• [TASK REQUIREMENTS]:
Return the lines beginning at the one that contains "Target: gray dog bed" and continuing to the end of the entries, including both ends, exactly as written and nothing else.

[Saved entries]
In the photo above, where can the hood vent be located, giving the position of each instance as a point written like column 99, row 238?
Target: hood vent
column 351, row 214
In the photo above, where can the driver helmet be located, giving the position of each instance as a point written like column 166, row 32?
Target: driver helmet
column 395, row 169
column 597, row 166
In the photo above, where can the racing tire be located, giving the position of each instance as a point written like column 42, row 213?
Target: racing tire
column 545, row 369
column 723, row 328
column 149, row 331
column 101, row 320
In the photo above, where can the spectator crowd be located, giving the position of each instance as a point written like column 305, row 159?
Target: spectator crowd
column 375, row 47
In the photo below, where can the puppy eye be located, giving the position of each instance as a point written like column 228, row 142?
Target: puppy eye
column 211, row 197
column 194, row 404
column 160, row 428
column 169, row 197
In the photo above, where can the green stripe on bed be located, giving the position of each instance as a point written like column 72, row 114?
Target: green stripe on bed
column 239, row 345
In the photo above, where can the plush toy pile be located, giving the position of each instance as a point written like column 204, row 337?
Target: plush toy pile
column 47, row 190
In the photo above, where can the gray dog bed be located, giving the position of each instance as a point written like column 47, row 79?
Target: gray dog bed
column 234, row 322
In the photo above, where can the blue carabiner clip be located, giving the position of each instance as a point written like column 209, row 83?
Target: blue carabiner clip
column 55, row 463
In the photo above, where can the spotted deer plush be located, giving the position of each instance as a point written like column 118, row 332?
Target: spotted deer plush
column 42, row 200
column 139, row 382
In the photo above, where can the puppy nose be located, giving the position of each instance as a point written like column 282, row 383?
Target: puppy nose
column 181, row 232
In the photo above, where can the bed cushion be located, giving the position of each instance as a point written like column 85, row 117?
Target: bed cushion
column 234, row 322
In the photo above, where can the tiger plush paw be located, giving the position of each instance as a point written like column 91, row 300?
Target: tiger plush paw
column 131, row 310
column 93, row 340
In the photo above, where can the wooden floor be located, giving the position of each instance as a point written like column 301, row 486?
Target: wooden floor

• [SOLUTION BELOW]:
Target: gray dog bed
column 234, row 322
In the photo above, where can the blue carabiner clip be located, giving the position of each instance as a point written like column 209, row 83?
Target: blue carabiner clip
column 55, row 463
In the photo above, where can the spotted deer plush be located, giving the position of each instance as a point written like column 118, row 332?
Target: spotted deer plush
column 42, row 200
column 139, row 382
In the photo above, where can the puppy nose be located, giving the position of each instance as a point written like column 282, row 383?
Target: puppy nose
column 181, row 232
In the photo above, where can the bed cushion be located, giving the position of each instance as a point written like column 85, row 117?
Target: bed cushion
column 234, row 322
In the photo above, where can the tiger plush paw be located, giving the position of each instance as a point written like column 91, row 300?
Target: tiger plush paw
column 131, row 310
column 93, row 340
In the photo above, where can the wooden floor be located, giving the position of each instance as a point written like column 301, row 486?
Target: wooden floor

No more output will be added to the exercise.